§ **PASSAGE PROVIDED**
◆ ◆ ◆
This repo contains all the information you will need to start working on the Urban Institute’s challenge to create a novel dataset on building heights.
We want you to create a dataset of building heights in Washington, DC, using input building footprint data, LIDAR data, satellite imagery, and any other auxiliary data sources you find. Our goal is to generalize the methodologies you develop to create a national dataset of building footprints and heights, so please try to keep auxiliary data sources as generalizable as possible. This work is important for research organizations lie us and city governments to achieve the following goals:
- understand what kind of housing currently exists in cities
- create data driven affordable housing plans
- plan effectively for the future growth of cities
The docs
directory contains an executive summary, a press release, and at
the bottom of this repo is a FAQ list, which may be helpful for further
background information on this project.
We recommend starting with the following datasets to generate building heights
for DC. These datasets can either be accessed in the data
folder or at the
specified links:
-
Building footprint data: This is a listing of each of the 100,000+ buildings in DC and their polygon building footprints. These are the data we want you to append with heights. Specifically, we want you to append a column named 'ALTITUDE_M' with the height in meters for every row in the data. The data can be found in geojson format at
data\training-data\DC_Buildings_Footprint_4326_training.geojson
. Some additional notes about these data follow:- In many instances, row houses and other contiguous building rooftops could not be broken apart using the process methodology and appear as a single structure. We want you to predict a single height for every row in the data. So if a group of row houses appear as one building in the data, we want one set of height predictions
- In accordance with the geojson specification, the file uses the WGS 1984 geographic projection (CRS: 4362).
◆ ◆ ◆
§ **RECORDS PROVIDED**
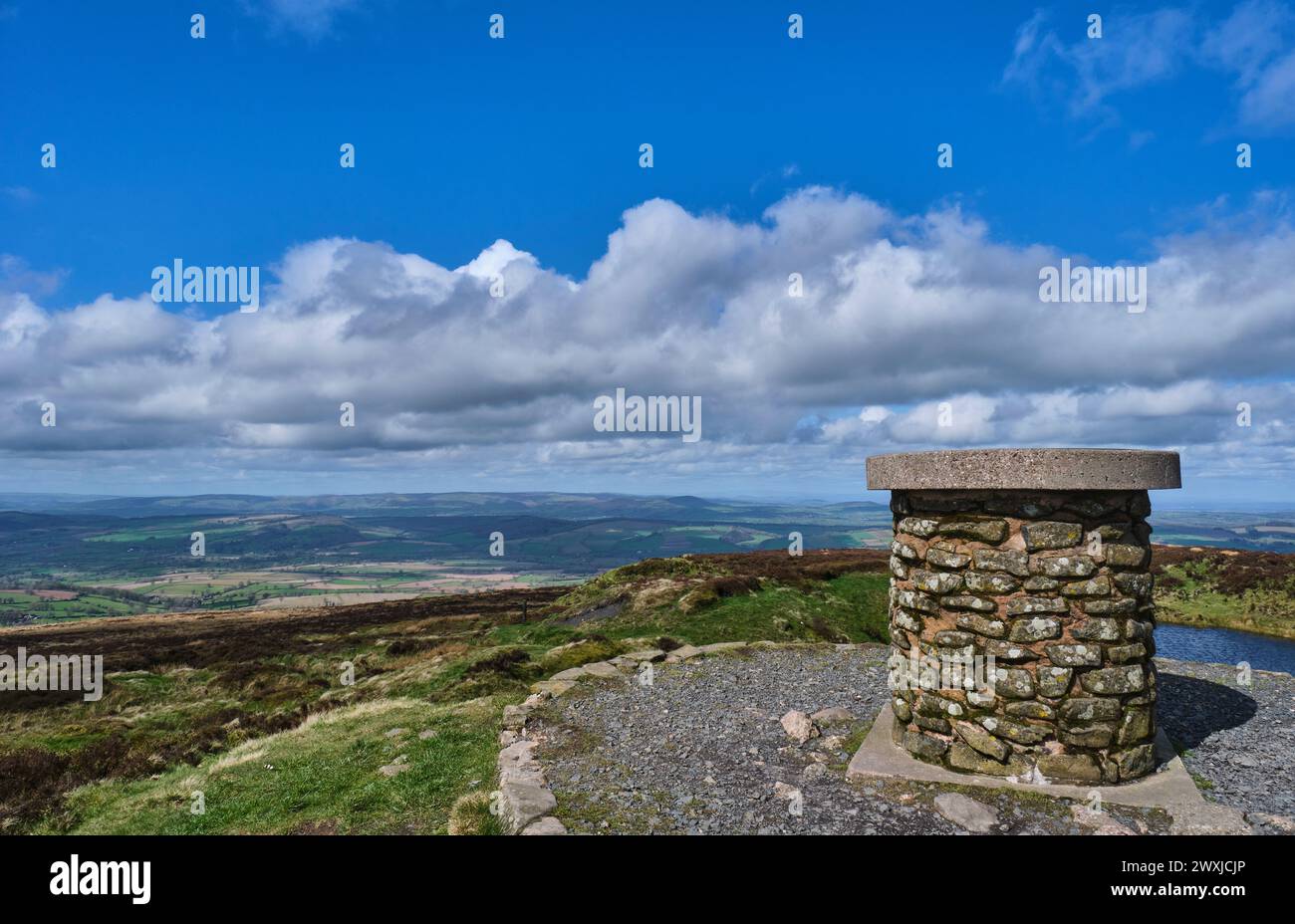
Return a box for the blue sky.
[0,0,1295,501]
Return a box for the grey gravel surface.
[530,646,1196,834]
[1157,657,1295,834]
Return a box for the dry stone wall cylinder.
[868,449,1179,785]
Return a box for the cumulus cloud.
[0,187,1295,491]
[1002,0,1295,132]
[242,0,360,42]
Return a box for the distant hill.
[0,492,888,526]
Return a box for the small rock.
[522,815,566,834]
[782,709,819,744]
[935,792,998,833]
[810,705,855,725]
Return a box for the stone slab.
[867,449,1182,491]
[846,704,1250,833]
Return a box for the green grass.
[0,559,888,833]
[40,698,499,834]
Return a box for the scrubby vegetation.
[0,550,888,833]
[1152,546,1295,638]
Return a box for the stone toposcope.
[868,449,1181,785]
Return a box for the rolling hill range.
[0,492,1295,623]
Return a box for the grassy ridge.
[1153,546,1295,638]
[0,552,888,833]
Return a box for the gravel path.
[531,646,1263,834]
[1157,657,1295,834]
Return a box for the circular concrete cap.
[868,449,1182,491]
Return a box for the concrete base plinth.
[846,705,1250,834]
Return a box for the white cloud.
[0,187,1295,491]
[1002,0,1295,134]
◆ ◆ ◆
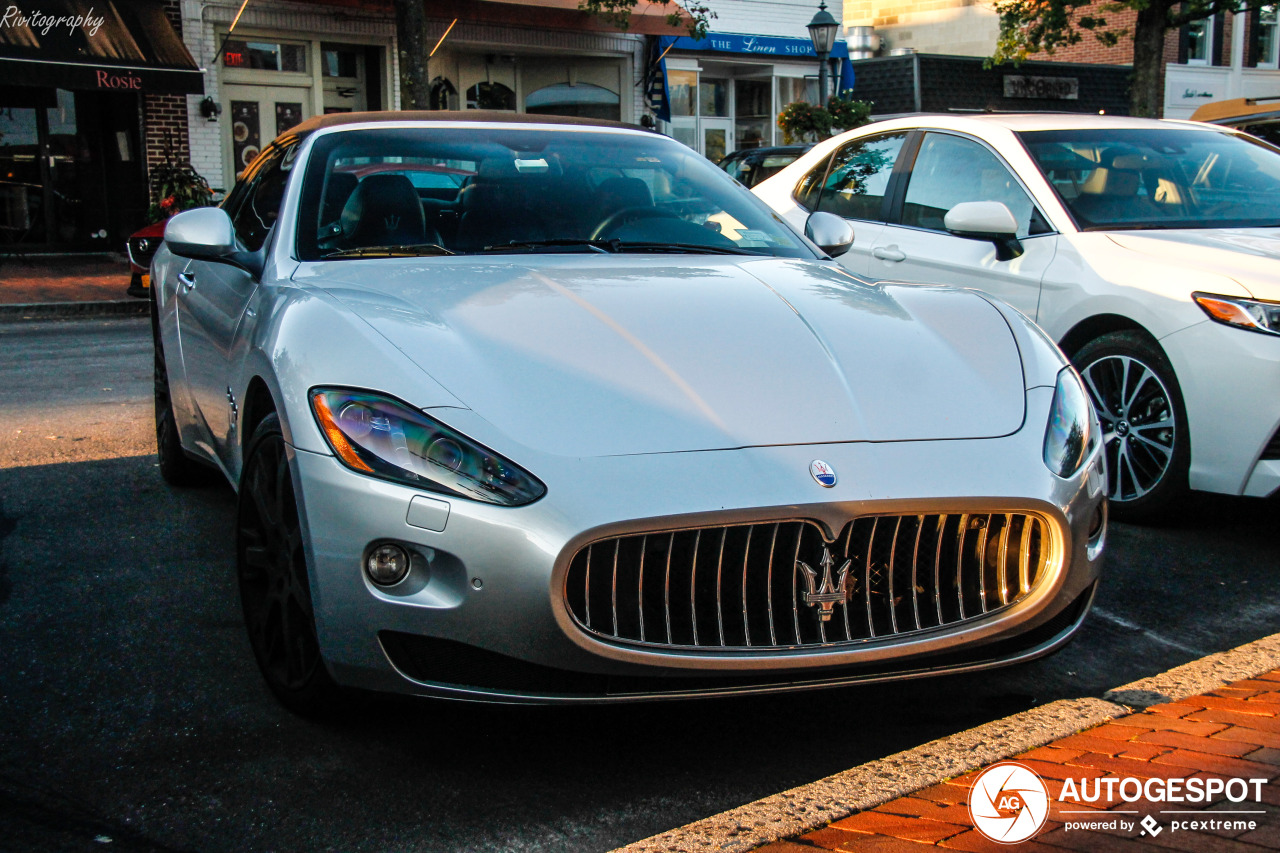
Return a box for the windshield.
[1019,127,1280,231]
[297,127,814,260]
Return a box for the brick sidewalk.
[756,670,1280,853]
◆ ◆ ◆
§ **TASKS TO CARRY OUT**
**a)** Please write out the full building heights text word for word.
**b)** Collect each line of the entries that contains the word "cloud", matching case.

§ **EXERCISE ANSWERS**
**a)**
This repo contains all the information you will need to start working on the Urban Institute’s challenge to create a novel dataset on building heights.
We want you to create a dataset of building heights in Washington, DC, using input building footprint data, LIDAR data, satellite imagery, and any other auxiliary data sources you find. Our goal is to generalize the methodologies you develop to create a national dataset of building footprints and heights, so please try to keep auxiliary data sources as generalizable as possible. This work is important for research organizations lie us and city governments to achieve the following goals:
- understand what kind of housing currently exists in cities
- create data driven affordable housing plans
- plan effectively for the future growth of cities
The docs
directory contains an executive summary, a press release, and at
the bottom of this repo is a FAQ list, which may be helpful for further
background information on this project.
We recommend starting with the following datasets to generate building heights
for DC. These datasets can either be accessed in the data
folder or at the
specified links:
-
Building footprint data: This is a listing of each of the 100,000+ buildings in DC and their polygon building footprints. These are the data we want you to append with heights. Specifically, we want you to append a column named 'ALTITUDE_M' with the height in meters for every row in the data. The data can be found in geojson format at
data\training-data\DC_Buildings_Footprint_4326_training.geojson
. Some additional notes about these data follow:- In many instances, row houses and other contiguous building rooftops could not be broken apart using the process methodology and appear as a single structure. We want you to predict a single height for every row in the data. So if a group of row houses appear as one building in the data, we want one set of height predictions
- In accordance with the geojson specification, the file uses the WGS 1984 geographic projection (CRS: 4362).

**b)**
Return a box for the cumulus cloud.
Return a box for the white cloud.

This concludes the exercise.